[Direction] Transcribe every one of the items below verbatim, and leave the pictures out of your copy.

◆ ◆ ◆ ◆

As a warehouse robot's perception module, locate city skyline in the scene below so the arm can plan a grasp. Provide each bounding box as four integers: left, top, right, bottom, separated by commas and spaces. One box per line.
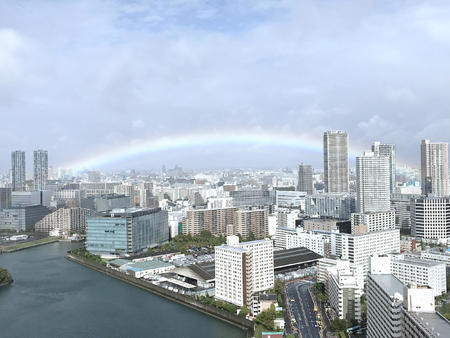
0, 1, 450, 171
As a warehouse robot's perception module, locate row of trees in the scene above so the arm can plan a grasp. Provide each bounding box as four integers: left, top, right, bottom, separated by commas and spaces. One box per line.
197, 296, 241, 317
0, 267, 13, 285
72, 248, 106, 266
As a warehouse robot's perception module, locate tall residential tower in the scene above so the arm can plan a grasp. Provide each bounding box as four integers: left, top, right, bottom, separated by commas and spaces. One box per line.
34, 149, 48, 190
323, 130, 348, 192
372, 142, 395, 193
297, 163, 314, 195
11, 150, 26, 191
420, 140, 448, 196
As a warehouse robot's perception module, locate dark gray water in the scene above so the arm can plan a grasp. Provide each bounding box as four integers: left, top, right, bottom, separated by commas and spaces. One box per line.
0, 243, 245, 338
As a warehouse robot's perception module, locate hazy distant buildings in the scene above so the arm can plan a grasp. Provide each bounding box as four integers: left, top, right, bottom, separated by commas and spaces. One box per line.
372, 142, 396, 193
323, 131, 348, 192
0, 205, 51, 232
305, 193, 356, 219
234, 209, 269, 238
229, 190, 275, 208
391, 193, 420, 229
11, 150, 26, 191
411, 197, 450, 240
297, 163, 314, 195
33, 149, 48, 190
421, 140, 448, 196
0, 188, 11, 210
356, 152, 391, 212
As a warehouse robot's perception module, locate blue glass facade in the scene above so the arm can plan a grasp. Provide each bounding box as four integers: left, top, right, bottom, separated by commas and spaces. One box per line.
86, 208, 169, 254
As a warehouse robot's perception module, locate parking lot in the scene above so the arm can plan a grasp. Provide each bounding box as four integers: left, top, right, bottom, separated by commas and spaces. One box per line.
286, 280, 321, 338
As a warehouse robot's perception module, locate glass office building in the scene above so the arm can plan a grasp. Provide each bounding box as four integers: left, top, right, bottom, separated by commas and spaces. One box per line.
86, 208, 169, 255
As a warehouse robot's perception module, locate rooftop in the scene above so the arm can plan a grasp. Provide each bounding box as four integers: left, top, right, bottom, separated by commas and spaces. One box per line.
273, 248, 322, 269
120, 259, 172, 271
369, 274, 403, 298
409, 312, 450, 337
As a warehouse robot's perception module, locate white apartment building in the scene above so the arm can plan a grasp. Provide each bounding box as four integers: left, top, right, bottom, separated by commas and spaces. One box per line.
366, 270, 403, 338
327, 267, 364, 320
215, 236, 274, 307
403, 284, 450, 338
275, 190, 307, 210
322, 229, 400, 276
370, 254, 447, 296
411, 197, 450, 241
356, 152, 391, 213
367, 271, 450, 338
351, 210, 395, 233
275, 228, 330, 256
420, 251, 450, 265
420, 140, 448, 196
208, 197, 233, 209
34, 208, 93, 235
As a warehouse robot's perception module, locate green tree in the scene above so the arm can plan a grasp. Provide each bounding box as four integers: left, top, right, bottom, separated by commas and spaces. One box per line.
331, 318, 349, 332
239, 305, 248, 318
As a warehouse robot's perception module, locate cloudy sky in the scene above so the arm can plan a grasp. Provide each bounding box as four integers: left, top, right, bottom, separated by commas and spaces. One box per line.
0, 0, 450, 172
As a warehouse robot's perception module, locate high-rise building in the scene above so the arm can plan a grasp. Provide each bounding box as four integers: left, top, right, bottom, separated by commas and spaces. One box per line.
297, 163, 314, 195
214, 236, 274, 307
33, 149, 48, 190
182, 208, 236, 235
372, 142, 395, 193
86, 208, 169, 255
366, 264, 450, 338
11, 150, 26, 191
305, 193, 356, 219
411, 197, 450, 241
420, 140, 448, 196
369, 254, 447, 296
234, 209, 269, 238
351, 210, 395, 234
356, 152, 391, 212
391, 193, 420, 230
34, 208, 94, 235
323, 130, 348, 192
0, 188, 11, 210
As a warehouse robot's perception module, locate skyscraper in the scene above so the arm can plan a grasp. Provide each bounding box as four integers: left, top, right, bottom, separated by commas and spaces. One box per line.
372, 142, 395, 193
356, 152, 391, 212
297, 163, 314, 195
34, 149, 48, 190
11, 150, 25, 191
421, 140, 448, 196
323, 130, 348, 192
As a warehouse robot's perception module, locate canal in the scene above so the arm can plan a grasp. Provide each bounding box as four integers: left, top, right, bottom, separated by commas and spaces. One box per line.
0, 243, 245, 338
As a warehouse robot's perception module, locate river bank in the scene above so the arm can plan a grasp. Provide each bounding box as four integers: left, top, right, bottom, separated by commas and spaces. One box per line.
66, 253, 254, 337
0, 266, 14, 287
0, 237, 59, 253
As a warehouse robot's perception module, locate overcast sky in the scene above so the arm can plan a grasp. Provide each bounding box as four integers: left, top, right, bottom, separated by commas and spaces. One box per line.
0, 0, 450, 171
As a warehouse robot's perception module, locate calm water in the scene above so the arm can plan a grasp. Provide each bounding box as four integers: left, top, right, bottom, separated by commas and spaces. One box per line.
0, 243, 245, 338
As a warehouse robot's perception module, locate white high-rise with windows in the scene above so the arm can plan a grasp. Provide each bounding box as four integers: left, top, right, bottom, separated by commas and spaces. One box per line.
323, 130, 348, 192
33, 149, 48, 190
411, 197, 450, 241
356, 152, 391, 212
11, 150, 26, 191
214, 236, 274, 306
420, 140, 448, 196
372, 142, 396, 193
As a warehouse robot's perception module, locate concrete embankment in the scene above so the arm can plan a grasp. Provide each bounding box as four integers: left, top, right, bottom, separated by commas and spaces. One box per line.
66, 253, 254, 337
0, 239, 58, 253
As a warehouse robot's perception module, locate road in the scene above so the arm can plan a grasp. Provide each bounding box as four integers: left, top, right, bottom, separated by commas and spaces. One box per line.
286, 281, 320, 338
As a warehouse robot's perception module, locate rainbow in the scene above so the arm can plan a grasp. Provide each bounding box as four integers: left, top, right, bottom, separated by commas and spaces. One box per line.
65, 131, 361, 171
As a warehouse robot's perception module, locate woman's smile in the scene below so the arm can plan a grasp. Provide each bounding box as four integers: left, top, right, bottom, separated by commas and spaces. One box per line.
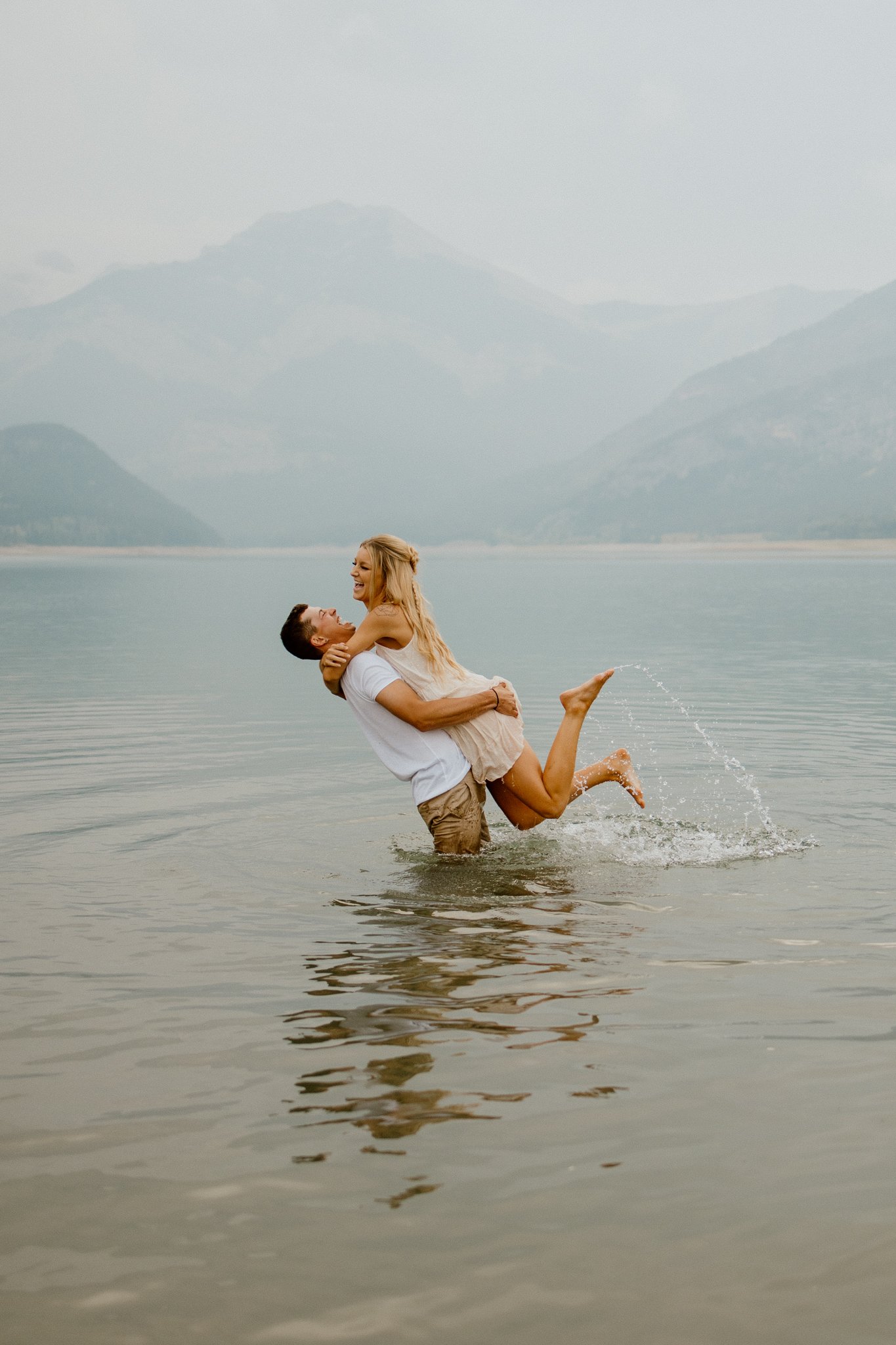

◆ ◆ ◆ ◆

[Response to the exercise]
As a warehouse robot's perception module, locate city skyline in the scene below so the arm can plan a grasp. Provide each bounding box as four integers: left, top, right, bottom, separated by commas and spaces. One box per line.
0, 1, 450, 171
As a warehouse robot's perception module, locate row of trees in the scene above so the arm can plan a grasp. Provide each bounding box as four integers: left, top, right, bottom, separated by commas and spaces. One box per line.
197, 296, 241, 317
0, 267, 13, 285
72, 248, 106, 266
As a warehouse robot's perception module, locate tall residential tower in the scene above so the arm can plan a grasp. Provide each bounding box as four integers: left, top, right, bottom, separated by commas and spaces. One box per line.
34, 149, 48, 190
323, 130, 348, 192
372, 142, 395, 193
297, 163, 314, 195
11, 150, 26, 191
420, 140, 448, 196
As a warehouse robot's perception module, locate dark gray water in the scene above so the arm can plan a grasp. Provide each bounding box as four integers: left, top, right, bottom, separated by commas and spaces. One box per line.
0, 243, 245, 338
As a warehouse robot's perception module, locate hazy distant buildings in the scene above so the arm can plan a grasp. Provide each bounding box as four integers: left, top, right, bottom, separated by commas and spaces. One box per line.
372, 142, 396, 193
323, 131, 348, 192
0, 205, 51, 232
305, 193, 356, 219
234, 209, 269, 238
229, 190, 275, 208
391, 193, 420, 229
11, 150, 26, 191
411, 197, 450, 240
297, 163, 314, 195
33, 149, 48, 190
421, 140, 448, 196
0, 188, 11, 210
356, 152, 391, 212
As a warehouse robot's perception module, locate blue glass facade in the scene above so the arm can plan a grasp. Provide each bounding box as four integers: left, top, right, bottom, separated by commas and spaces. One box per line.
86, 208, 169, 254
As a warehouse robot's perception module, locate parking lot in the scene above so the arm can plan a grasp. Provide each bounding box as four integers: left, top, right, bottom, separated by commas and spaces. One box per line.
286, 280, 321, 338
As a warehouse robot's perception module, locate glass office building in the scene above so the arm can plan a grasp. Provide each bounding box as four integers: left, top, right, bottom, separated by commas and spaces. One box per line.
86, 208, 169, 255
As a warehouse robot's perception module, locate rooftop in the scene above so the arm can plan a grasp. Provide each bounding box as four integers: left, top, right, bottom, separated by commas and spaces. One box per line.
273, 248, 322, 269
120, 259, 172, 271
369, 274, 403, 298
409, 312, 450, 337
As a warehouse robot's perception module, locate white apartment building in the scene above so the arm can plan a grasp. Provide each bounding box as four integers: left, top, right, bottom, separated by commas and spaces. One box per line.
366, 270, 403, 338
327, 267, 364, 320
215, 236, 274, 307
403, 284, 450, 338
275, 190, 307, 210
322, 229, 400, 276
370, 254, 447, 296
411, 197, 450, 241
356, 152, 391, 213
367, 271, 450, 338
351, 210, 395, 233
275, 228, 330, 256
420, 251, 450, 265
420, 140, 448, 196
208, 197, 233, 209
34, 208, 93, 235
As a warehouse robot's perception module, locate green tree in the scene above so the arm can plan a grasp. Provide each bounding box as four integers: left, top, right, bottom, separated by commas and spaces. One box per line.
331, 318, 349, 332
239, 305, 248, 318
As a warehouse robot's perception module, locate cloudy sky in the scene above so the arm can plan a grasp. Provide each bounding box as four integers: left, top, right, bottom, separated by commas and spaces. One box per line.
0, 0, 450, 172
As a warehouse robot's perception module, locate high-rise building in the scene above so the arm can plan a grasp. Provide each bounding box as four integers: left, top, right, bottom, separated by commas and spaces. One box per line.
297, 163, 314, 195
214, 236, 274, 307
33, 149, 48, 190
182, 208, 236, 235
372, 142, 395, 193
86, 208, 169, 255
366, 264, 450, 338
11, 150, 26, 191
305, 193, 356, 219
411, 197, 450, 241
420, 140, 448, 196
369, 254, 447, 296
234, 209, 269, 238
351, 210, 395, 234
356, 152, 391, 212
391, 193, 420, 230
34, 208, 94, 235
323, 130, 348, 192
0, 188, 11, 210
As a warehouse robot's perception module, locate skyscraper in the scene above so the arm can plan a grasp. Provide each bounding box as four integers: left, top, right, bottom, separated by commas and spaces. One box per line.
372, 142, 395, 193
356, 152, 391, 212
297, 163, 314, 195
34, 149, 48, 190
11, 150, 25, 191
421, 140, 448, 196
323, 130, 348, 192
As a warehouse robot's perception module, locate canal in the scene above so the arm can plan a grasp. Provide each bounding box as four integers: left, top, right, bottom, separated by commas and spaces. One box per line.
0, 243, 245, 338
As a warehouse robot's perception module, locate river bank in the scene above so the arm can plan a grasp. Provide each bounding box as four integers: left, top, right, bottom, separated by commas and spaces. One box per line.
66, 253, 254, 337
0, 266, 14, 287
0, 237, 59, 253
As a warehouse robot's perception module, locate overcast sky in the scene above so the arm can plan a grasp. Provide each bounding box as four integers: left, top, right, bottom, separated by commas and spaces. One box per line.
0, 0, 450, 171
As a warehouse robot's perception module, locate calm water in the scene above so the arm can plan a grasp. Provide each bounding box as four integers: left, top, right, bottom, separated by commas and spaces. One box per line.
0, 243, 245, 338
As a warehouse robot's perception module, locate white high-rise with windows in the scene above so the arm can plan a grasp. Provide each bounding box as four integers: left, top, right, bottom, separated by commas and spaces. One box per line.
323, 130, 348, 192
33, 149, 48, 190
411, 197, 450, 241
356, 152, 391, 212
11, 150, 26, 191
214, 236, 274, 306
420, 140, 448, 196
372, 142, 396, 193
As a warehouse robot's perception module, locate concrete embankment in the scene above so the arm can plan a grasp. Provide each bounding box as four integers: left, top, right, bottom, separated by commas and spaces. One box per line.
66, 253, 254, 337
0, 239, 58, 253
As a warehouse robot's perception module, locate road in the scene above so the arm can plan a grasp. Provide each bounding box as four integers: left, top, right, bottom, separated by commas and spaces. One box per line.
286, 281, 320, 338
As a warehouse robot's perception module, locate rainbow in the scene above so the arm can plan a grasp. Provide each bounding box as four integers: left, top, right, bottom, separated by commas and spaces. One box per line.
65, 131, 361, 171
As a warehouse robot's perception module, locate woman's smile in the scene below so the arm can plan a grasp. Provide each bounding box as four integers: left, top, right, bottom, separated by commas and spaces. One box per line.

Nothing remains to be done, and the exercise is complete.